KUTIPAN HALAMAN
MUKADDIMAH
Berkat rahmat Allah SWT, Pergerakan
Mahasiswa Islam Indonesia (PMII) berusaha menggali sumber nilai dan potensi
insan warga pergerakan untuk dimodikfikasi didalam tatanan nilai baku yang
kemudian menjadi dicitra diri yang diberi nama Nilai Dasar Pergerakan (NPD
PMII). Hal ini dibutuhkan untuk memberi kerangka, arti, motivasi, wawasan
pergerakan dan sekaligus memberikan dasar pembenar terhadap apa saja yang akan
dan mesti dilakukan untuk mencapai cita-cita perjuangan sesuai dengan maksud
didirikannya organisasi ini.
Insaf dan sadar bahwa semua ini adalah
keharusan bagi setiap fungsionaris maupun anggota PMII untuk memahami dan
menginternalisasikan nilai dasar PMII itu, baik secara personal maupun
bersama-sama.
BAB I
ARTI, FUNGSI, DAN KEDUDUKAN
1.
Arti
Secara esensial Nilai Dasar Pergerakan ini
adalah suatu siblimasi nilai keislaman dan keindonesiaan dengan kerangka
pemahaman ahlussunah waljama’ah yang menjiwai berbagai aturan, memberi arah,
mendorong serta penggerak kegiatan-kegiatan PMII. Sebagai pemberi keyakinan dan
pembenar mutlak, Islam mendasari dan menginspirasi Nilai Dasar Pergerakan yang
meliputi cakupan akidah, syari'’h, dan akhlak dalam upaya memperoleh
kesejahteraan hidup didunia dan diakhirat. Dalam usaha memahami, menghayati dan
mengamalkan Islam tersebut, PMII menjadikan Ahlussunah wal jama’ah sebagai
manhaj alfkr untuk mendekonstruksi bentuk-bentuk pemahaman agama.

INFORMASI TERCATAT

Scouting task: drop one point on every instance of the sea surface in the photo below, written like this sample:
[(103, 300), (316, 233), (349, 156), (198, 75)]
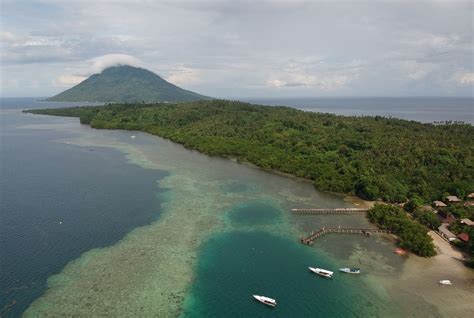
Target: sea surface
[(122, 223), (422, 109)]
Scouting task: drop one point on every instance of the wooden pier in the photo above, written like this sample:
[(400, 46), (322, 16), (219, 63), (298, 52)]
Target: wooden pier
[(330, 211), (310, 238)]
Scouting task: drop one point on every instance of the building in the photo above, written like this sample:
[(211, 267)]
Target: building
[(453, 199), (447, 234), (467, 222), (463, 237), (449, 219), (428, 208), (439, 204)]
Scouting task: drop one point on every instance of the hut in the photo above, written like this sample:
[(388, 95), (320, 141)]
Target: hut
[(453, 199), (464, 237), (447, 234), (467, 222), (428, 208), (449, 219), (439, 204)]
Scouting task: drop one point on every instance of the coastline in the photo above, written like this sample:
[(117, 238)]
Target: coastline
[(394, 287)]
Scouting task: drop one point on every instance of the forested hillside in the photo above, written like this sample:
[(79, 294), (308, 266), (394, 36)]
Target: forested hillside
[(372, 157)]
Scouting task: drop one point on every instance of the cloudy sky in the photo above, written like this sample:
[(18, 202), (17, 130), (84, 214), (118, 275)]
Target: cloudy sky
[(244, 48)]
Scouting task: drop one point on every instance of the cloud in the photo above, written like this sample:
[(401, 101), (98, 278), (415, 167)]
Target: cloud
[(284, 47), (102, 62), (464, 79), (69, 80), (415, 70)]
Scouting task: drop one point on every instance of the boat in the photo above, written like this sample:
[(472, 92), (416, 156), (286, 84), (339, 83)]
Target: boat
[(445, 282), (321, 272), (350, 270), (265, 300)]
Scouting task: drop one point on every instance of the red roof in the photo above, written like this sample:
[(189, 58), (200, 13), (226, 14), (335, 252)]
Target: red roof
[(464, 237)]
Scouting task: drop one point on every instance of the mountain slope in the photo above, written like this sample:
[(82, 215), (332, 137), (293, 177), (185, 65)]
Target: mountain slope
[(126, 84)]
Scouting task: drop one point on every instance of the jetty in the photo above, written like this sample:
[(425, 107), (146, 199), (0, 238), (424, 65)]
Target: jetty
[(330, 211), (308, 240)]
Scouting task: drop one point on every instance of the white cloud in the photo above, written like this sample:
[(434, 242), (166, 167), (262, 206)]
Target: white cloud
[(69, 80), (464, 78), (98, 64), (182, 75), (415, 70)]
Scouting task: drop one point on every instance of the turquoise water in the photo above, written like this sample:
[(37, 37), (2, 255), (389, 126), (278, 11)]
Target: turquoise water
[(234, 266), (181, 233), (256, 213)]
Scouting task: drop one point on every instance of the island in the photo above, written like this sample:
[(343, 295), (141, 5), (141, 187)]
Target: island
[(405, 163)]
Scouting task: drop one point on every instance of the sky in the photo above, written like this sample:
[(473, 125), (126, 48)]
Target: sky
[(233, 48)]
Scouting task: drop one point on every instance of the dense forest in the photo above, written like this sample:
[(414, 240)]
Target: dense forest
[(413, 236), (371, 157)]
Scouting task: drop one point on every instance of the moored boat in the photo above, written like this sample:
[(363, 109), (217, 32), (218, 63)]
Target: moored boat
[(266, 300), (350, 270), (321, 272), (445, 282)]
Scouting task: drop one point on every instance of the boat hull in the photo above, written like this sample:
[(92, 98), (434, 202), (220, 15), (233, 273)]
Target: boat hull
[(321, 272), (265, 300)]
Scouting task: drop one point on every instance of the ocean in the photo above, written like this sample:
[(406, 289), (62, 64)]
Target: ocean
[(97, 223), (422, 109)]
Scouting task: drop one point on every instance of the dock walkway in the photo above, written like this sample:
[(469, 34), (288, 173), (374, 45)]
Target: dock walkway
[(308, 240), (330, 211)]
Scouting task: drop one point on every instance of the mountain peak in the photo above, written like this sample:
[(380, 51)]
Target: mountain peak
[(125, 83)]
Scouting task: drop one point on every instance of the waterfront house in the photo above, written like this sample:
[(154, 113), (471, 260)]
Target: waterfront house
[(428, 208), (447, 234), (439, 204), (449, 219), (453, 199), (467, 222), (464, 237)]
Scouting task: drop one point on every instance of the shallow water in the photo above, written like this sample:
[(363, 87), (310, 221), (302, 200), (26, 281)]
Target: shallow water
[(223, 233)]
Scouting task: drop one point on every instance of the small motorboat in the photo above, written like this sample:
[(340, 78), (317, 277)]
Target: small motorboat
[(321, 272), (445, 282), (350, 270), (265, 300)]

TUGAS LATIHAN
A. Tulis ulang bagian teks Nilai Dasar Pergerakan PMII yang diawali kata-kata "Insaf dan sadar" dan diakhiri "bersama-sama.". Ganti "fungsionaris" dengan "pengurus".
B. Tentukan apakah setiap pernyataan berikut sesuai dengan teks Nilai Dasar Pergerakan PMII. Jawab ya atau tidak, lalu kutip kata-kata penentunya dari teks tersebut.
(i) Nilai Dasar Pergerakan dibutuhkan untuk memberi kerangka, arti, motivasi, dan wawasan pergerakan.
(ii) Keharusan memahami nilai dasar PMII hanya berlaku bagi fungsionaris, tidak bagi anggota.
(iii) Islam mendasari dan menginspirasi Nilai Dasar Pergerakan.
C. Tulislah lanjutan teks Nilai Dasar Pergerakan PMII, dimulai setelah kalimat terakhirnya.

KUNCI JAWABAN
A.
Insaf dan sadar bahwa semua ini adalah
keharusan bagi setiap pengurus maupun anggota PMII untuk memahami dan
menginternalisasikan nilai dasar PMII itu, baik secara personal maupun
bersama-sama.

B.
(i) Ya: "Hal ini dibutuhkan untuk memberi kerangka, arti, motivasi, wawasan pergerakan".
(ii) Tidak: "keharusan bagi setiap fungsionaris maupun anggota PMII".
(iii) Ya: "Islam mendasari dan menginspirasi Nilai Dasar Pergerakan".

C.
2.
Fungsi
- Landasan Pijak
Bahwa NDP menjadi landasan pijak setiap
gerak langkah dan kebijaksanaan yang harus dilakukan
- Landasan Berpikir
Bahwa NDP menjadi landasan pendapat
yang dikemukakan terhadap persoalan – persoalan yang dihadapi
c. Sumber Motivasi
Bahwa NDP menjadi pendorong kepada
anggota untuk berbuat dan bergerak sesuai dengan nilai yang terkandung
didalamnya.
3.
Kedudukan
- Rumusan nilai – nilai yag seharusnya dimuat dan menjadi aspek ideal dalam berbagai aturan dan kegiatan PMII
- Landasan dan dasar pembenar dalam berpikir, bersikap dan berprilaku
BAB II
RUMUSAN NILAI DASAR PERGERAKAN
1.
Tauhid
Meng-Esa-kan Allah
SWT dari segi sifat, dzat, dan perbuatannya merupakan nilai paling asasi dalam diri
agama yang dibawa oleh para Rasul Allah. Keyakinan demikian mengandung makna,
bahwa tidak ada kekuatan lain yang Maha Tinggi dan Maha Mutlak selain Allah
SWT. Allah adalah dzat yang fungsional. Allah menciptakan, memberi petunjuk,
memerintah dan memelihara alam semesta. Allah juga menanamkan pengetahuan,
membimbing dan mendorong manusia. Allah Maha Mengetahui, Maha menolong, Maha
Bijaksana, Maha Adil, Maha Tunggal, Maha Mendahului dan Maha Menerima segala
bentuk pujian dan penghambaan.
“Dialah Allah
tiada Tuhan selain Dia yang mengetahui barang yang ghaib dan yang nyata. Dia
Maha Pengasih lagi Maha Penyayang”. (QS. Al-Hasr: 22).
Tauhid juga
mengandung makna, bahwa manusia hidup di dunia ini adalah satu atau tunggal,
karena proses kejadiannya diciptakan dari Dzat yang satu, yaitu Allah SWT. di
samping itu manusia juga diciptakan dari “asal” yang satu, yaitu tanah.
“Dan sesungguhnya
Kami telah menciptakan manusia dari suatu sari pati (berasal) dari tanah”. (QS. Al-Mukminun: 12).
“…..Iblis berkata
: Aku lebih baik dari padanya, karena Engkau ciptakan aku dari Api, sedangkan
dia Engkau ciptakan dia dari tanah”. QS. Shaad: 38).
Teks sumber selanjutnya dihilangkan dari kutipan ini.